====== ENTRIES SHOWN

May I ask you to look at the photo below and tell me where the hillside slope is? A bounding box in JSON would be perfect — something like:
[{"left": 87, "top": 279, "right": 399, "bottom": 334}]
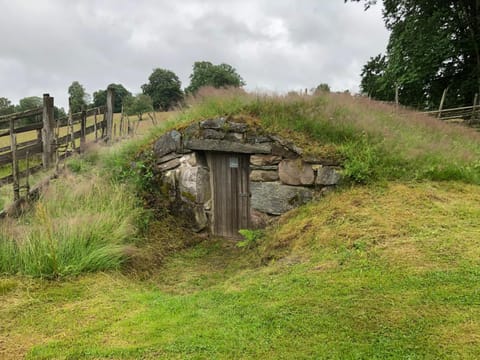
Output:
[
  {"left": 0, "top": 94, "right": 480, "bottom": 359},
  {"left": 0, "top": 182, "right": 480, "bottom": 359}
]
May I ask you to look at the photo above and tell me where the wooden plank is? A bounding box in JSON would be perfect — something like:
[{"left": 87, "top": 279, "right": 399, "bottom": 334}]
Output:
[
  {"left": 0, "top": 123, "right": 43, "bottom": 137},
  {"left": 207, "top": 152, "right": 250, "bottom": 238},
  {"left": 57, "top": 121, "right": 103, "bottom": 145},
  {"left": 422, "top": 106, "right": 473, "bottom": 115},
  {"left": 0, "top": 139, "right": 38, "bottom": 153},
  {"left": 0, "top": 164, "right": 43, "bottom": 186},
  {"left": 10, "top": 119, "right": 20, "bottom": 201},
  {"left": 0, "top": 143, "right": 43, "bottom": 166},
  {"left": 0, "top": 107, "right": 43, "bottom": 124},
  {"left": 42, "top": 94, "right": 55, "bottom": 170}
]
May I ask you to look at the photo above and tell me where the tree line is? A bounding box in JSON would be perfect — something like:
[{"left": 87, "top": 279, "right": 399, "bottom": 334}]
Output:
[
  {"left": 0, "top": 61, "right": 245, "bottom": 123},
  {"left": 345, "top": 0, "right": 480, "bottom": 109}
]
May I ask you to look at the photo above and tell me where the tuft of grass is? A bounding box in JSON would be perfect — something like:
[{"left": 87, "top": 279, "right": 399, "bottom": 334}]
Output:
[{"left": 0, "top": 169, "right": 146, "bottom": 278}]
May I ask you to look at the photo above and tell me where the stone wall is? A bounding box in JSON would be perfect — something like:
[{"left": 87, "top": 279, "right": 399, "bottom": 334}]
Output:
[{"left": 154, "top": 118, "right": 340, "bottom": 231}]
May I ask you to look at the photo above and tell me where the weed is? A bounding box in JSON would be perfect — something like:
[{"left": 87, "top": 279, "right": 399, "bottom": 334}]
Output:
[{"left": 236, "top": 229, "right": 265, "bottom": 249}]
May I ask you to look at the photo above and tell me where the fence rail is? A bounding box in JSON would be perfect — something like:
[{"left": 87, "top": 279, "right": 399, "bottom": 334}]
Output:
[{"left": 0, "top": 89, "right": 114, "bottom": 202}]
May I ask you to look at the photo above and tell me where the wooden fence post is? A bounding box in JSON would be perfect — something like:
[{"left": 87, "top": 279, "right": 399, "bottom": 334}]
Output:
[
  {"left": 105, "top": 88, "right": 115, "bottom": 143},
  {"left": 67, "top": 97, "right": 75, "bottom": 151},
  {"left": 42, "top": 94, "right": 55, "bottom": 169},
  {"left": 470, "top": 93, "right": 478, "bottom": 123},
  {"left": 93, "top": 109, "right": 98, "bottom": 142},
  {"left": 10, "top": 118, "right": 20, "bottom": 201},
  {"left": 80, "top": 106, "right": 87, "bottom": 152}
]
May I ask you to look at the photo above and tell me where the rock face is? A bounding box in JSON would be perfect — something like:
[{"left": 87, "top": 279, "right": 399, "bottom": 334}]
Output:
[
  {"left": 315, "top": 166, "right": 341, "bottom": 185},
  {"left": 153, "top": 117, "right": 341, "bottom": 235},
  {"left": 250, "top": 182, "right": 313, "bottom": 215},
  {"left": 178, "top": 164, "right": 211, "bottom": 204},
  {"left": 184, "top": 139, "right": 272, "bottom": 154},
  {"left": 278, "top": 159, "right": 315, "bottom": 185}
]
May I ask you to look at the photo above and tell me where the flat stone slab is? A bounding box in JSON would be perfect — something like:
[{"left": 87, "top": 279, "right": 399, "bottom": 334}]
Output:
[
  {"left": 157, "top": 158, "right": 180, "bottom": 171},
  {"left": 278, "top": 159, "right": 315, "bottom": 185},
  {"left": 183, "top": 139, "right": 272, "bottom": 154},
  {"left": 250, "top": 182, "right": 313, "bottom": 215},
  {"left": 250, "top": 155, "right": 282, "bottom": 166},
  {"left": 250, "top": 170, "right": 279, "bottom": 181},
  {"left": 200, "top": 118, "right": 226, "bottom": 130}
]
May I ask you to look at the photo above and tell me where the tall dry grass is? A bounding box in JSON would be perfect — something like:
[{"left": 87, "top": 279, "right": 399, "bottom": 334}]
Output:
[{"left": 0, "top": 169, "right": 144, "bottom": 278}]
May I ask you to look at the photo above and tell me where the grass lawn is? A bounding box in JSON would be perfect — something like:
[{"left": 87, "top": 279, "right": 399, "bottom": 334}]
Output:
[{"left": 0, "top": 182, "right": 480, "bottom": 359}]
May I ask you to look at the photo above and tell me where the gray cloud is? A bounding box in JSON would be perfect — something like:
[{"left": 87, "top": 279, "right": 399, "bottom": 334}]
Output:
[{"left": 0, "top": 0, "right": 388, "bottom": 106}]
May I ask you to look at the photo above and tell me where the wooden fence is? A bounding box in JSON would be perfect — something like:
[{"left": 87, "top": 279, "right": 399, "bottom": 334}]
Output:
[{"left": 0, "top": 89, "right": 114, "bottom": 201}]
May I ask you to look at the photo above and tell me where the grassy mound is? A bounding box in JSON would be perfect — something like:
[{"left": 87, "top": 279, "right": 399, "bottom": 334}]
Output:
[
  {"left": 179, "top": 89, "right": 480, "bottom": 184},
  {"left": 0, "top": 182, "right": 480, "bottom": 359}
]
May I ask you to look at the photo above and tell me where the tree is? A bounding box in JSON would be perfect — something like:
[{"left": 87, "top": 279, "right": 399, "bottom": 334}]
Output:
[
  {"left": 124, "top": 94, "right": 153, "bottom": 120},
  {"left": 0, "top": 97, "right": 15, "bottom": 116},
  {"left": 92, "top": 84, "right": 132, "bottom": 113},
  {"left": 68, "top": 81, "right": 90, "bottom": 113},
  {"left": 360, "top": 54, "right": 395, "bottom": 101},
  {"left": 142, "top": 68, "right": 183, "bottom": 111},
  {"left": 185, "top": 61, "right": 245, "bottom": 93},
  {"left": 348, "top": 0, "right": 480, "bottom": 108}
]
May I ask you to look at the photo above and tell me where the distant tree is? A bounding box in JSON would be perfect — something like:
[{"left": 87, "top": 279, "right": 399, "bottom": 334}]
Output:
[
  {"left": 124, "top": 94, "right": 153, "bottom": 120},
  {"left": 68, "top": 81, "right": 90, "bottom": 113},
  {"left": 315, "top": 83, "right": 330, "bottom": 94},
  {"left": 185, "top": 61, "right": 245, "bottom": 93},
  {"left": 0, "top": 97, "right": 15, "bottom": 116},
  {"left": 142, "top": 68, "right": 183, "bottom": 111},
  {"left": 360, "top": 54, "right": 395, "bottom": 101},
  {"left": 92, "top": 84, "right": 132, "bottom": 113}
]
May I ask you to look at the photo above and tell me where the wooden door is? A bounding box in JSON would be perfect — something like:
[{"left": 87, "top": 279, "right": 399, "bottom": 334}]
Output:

============

REQUIRED WORK:
Pick out each line of the data above that contains the word "fence" and copy those lines.

ANSWER TO THE EXERCISE:
May I ask you to look at the photo above and tell me where the fence rail is? A bounding box in JSON would be perfect — something like:
May I ask you to look at the photo above and tell me where the wooden fence post is? A bounding box in JSON would be perfect — something like:
May I ask you to look at the photo above and tell me where the wooden fence is? A bounding box in JSON would be perfect — something like:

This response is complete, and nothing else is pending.